TASKS TO PERFORM:
1. In the storm article, where was the 50-year-old killed when a falling tree crushed his car?
2. In the storm article, condense the paragraph beginning "The storm swept southern England" into a short list that keeps its main facts.
3. Return the passage of the storm article starting at "At least four" and ending at "in the city.", copied word for word.

SOURCE PASSAGE:

--------------------------------

Monday, October 28, 2013

‘Worst in years’: St Jude storm wreaks havoc across N. Europe, at least 4 dead



Published time: October 28, 2013 15:47

Waves crash against a lighthouse during storms that battered Britain and where a 14-year-old boy was swept away to sea at Newhaven in South East England October 28, 2013. (Reuters/Luke MacGregor)

Waves crash against a lighthouse during storms that battered Britain and where a 14-year-old boy was swept away to sea at Newhaven in South East England October 28, 2013. (Reuters/Luke MacGregor)




At least four have been killed as violent storms have battered the UK, the Netherlands, Sweden and parts of northern France, cutting off power and felling trees and scaffolding.


The storm swept southern England, killing a 17-year-old girl when a tree smashed through the trailer home she was staying in. A 50-year-old was also killed in his car when it was crushed by a falling tree in Watford, north of London, and in Amsterdam, a woman was killed when a tree collapsed on top of her in the city.


A woman in her 50s was swept out to sea off France’s northern coast after being carried away by a wave. Emergency services are mounting a rescue operation.

--------------------------------

DATA EXCERPT:
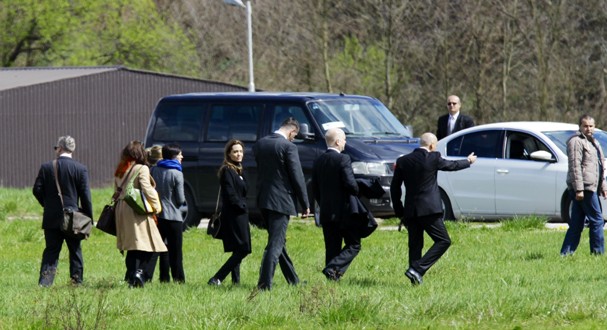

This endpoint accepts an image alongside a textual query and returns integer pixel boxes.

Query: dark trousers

--------------------------------

SOLVED PROBLEMS:
1. In Watford, north of London.

2.
- The storm swept southern England.
- A 17-year-old girl was killed when a tree smashed through the trailer home she was staying in.
- A 50-year-old was killed in his car in Watford, north of London, when a falling tree crushed it.
- In Amsterdam, a woman was killed when a tree collapsed on top of her.

3.
At least four have been killed as violent storms have battered the UK, the Netherlands, Sweden and parts of northern France, cutting off power and felling trees and scaffolding.


The storm swept southern England, killing a 17-year-old girl when a tree smashed through the trailer home she was staying in. A 50-year-old was also killed in his car when it was crushed by a falling tree in Watford, north of London, and in Amsterdam, a woman was killed when a tree collapsed on top of her in the city.